-------- SUPPLIED DATA

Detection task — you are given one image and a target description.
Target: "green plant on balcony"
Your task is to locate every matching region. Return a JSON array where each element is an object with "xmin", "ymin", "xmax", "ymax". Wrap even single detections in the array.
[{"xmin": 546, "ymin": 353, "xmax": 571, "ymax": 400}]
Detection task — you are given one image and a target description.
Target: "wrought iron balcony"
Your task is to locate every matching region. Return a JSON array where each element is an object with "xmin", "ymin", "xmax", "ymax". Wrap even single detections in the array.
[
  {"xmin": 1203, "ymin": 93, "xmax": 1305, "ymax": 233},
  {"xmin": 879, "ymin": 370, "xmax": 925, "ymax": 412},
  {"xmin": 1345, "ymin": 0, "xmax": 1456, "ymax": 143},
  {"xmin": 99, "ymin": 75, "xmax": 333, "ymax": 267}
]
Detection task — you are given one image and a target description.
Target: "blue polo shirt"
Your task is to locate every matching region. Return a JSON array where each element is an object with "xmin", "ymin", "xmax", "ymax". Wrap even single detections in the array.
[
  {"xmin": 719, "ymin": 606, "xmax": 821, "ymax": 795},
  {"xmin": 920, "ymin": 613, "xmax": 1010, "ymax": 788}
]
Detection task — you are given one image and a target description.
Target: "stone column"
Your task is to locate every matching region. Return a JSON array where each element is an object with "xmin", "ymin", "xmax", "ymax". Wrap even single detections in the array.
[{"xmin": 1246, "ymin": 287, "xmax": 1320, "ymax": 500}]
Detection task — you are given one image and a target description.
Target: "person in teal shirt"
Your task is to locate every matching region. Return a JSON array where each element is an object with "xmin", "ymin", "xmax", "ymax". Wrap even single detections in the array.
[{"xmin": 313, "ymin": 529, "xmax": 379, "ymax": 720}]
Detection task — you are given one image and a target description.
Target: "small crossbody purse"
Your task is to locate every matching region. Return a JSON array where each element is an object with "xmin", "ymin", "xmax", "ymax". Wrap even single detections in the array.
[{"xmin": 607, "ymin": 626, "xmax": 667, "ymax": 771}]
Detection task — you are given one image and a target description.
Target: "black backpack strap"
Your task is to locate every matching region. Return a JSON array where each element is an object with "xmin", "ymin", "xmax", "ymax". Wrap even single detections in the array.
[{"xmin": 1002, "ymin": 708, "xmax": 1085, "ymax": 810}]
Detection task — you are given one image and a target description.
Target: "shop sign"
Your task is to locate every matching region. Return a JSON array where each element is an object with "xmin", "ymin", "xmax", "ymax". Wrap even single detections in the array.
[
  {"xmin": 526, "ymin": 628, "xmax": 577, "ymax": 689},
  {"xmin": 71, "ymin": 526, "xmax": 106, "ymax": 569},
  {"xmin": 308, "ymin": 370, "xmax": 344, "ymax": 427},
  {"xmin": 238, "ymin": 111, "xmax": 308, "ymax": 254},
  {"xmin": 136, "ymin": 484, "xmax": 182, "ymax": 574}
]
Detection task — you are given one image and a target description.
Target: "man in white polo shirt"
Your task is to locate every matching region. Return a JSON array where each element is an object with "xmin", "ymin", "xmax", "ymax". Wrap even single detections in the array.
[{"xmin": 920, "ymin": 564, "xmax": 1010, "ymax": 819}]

----------------
-------- SUPPLIED DATA

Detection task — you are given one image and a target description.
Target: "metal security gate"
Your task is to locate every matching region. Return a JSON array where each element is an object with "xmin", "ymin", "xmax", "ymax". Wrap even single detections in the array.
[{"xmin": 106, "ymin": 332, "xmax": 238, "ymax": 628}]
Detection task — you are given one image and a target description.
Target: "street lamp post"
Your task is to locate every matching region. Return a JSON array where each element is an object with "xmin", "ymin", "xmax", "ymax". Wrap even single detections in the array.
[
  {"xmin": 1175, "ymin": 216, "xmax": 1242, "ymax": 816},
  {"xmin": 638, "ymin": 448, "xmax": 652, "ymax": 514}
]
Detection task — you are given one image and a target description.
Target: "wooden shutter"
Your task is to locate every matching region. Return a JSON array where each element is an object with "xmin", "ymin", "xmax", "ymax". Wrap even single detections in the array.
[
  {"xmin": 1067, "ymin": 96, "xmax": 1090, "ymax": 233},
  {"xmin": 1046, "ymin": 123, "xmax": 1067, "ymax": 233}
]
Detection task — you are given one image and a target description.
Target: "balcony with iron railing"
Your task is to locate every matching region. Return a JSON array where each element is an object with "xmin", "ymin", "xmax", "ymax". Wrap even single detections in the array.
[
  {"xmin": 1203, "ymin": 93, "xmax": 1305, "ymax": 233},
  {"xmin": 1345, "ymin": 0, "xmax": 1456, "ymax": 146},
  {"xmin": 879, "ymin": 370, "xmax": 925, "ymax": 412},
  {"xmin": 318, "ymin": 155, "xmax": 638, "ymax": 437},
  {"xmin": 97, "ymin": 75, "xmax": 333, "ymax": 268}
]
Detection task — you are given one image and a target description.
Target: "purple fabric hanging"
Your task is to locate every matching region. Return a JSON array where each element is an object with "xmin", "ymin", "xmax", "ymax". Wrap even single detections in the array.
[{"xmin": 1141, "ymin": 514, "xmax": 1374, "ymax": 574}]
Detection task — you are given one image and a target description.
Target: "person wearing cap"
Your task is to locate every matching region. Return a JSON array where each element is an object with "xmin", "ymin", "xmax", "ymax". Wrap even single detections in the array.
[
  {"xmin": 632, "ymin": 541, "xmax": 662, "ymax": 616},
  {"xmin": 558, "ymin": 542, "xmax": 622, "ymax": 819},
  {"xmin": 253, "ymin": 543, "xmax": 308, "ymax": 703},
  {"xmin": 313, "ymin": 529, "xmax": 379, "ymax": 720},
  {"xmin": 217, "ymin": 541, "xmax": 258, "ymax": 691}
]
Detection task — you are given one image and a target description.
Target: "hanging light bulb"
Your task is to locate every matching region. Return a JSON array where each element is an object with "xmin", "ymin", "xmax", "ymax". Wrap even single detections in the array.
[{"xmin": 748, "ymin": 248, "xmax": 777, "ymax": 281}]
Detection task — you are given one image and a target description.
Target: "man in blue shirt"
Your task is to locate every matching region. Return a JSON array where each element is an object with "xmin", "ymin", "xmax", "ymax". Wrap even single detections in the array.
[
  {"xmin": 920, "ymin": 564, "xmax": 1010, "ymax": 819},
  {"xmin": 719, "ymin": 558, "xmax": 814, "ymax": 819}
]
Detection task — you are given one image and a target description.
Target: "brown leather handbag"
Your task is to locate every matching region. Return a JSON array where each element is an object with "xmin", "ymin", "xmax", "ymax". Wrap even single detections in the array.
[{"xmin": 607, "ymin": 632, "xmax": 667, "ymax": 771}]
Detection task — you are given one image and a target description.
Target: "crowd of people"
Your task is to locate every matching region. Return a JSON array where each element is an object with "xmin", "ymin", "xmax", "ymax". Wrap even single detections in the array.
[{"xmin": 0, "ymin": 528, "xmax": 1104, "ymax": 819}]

----------------

GIVEN EXERCISE —
Find every line in the items above that contains the string "hanging", matching case exactly, and copy each of those lines.

EXERCISE RESULT —
Target: "purple fabric hanging"
Target: "hanging light bulb"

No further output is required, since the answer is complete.